| Information supplied |
━━━━━━━━━━

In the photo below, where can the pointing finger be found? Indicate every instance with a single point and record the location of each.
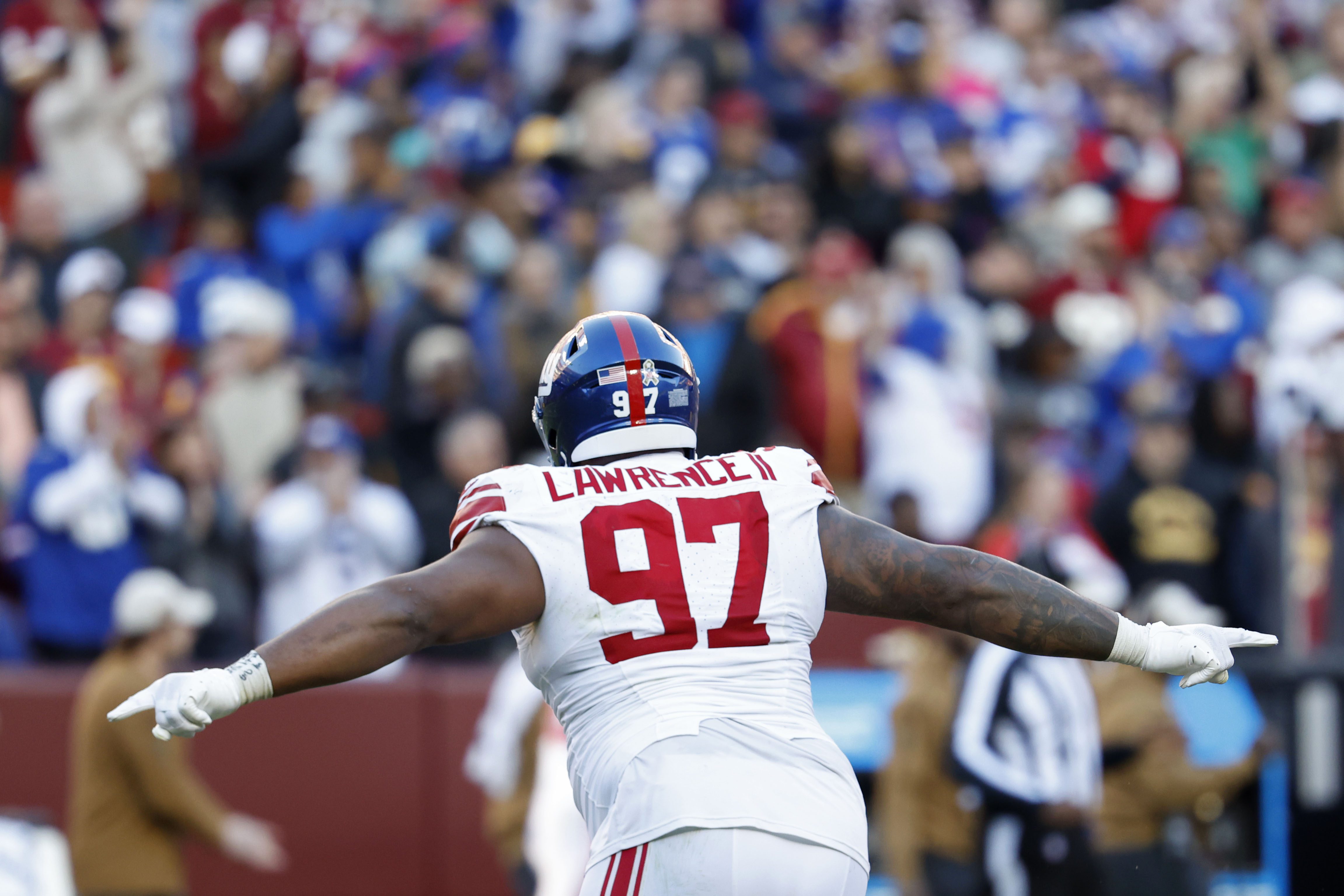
(134, 704)
(1201, 676)
(191, 712)
(1247, 639)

━━━━━━━━━━

| The request |
Put every line of the records above into a JSON list of strings, one string per line. Drop blank lines and leave out the pictures.

| Output for this exercise |
[
  "In the photo below, where can the pointing finger be found? Indicate every instance with a single point and record the location of each.",
  "(134, 704)",
  "(1201, 676)",
  "(191, 712)",
  "(1247, 639)"
]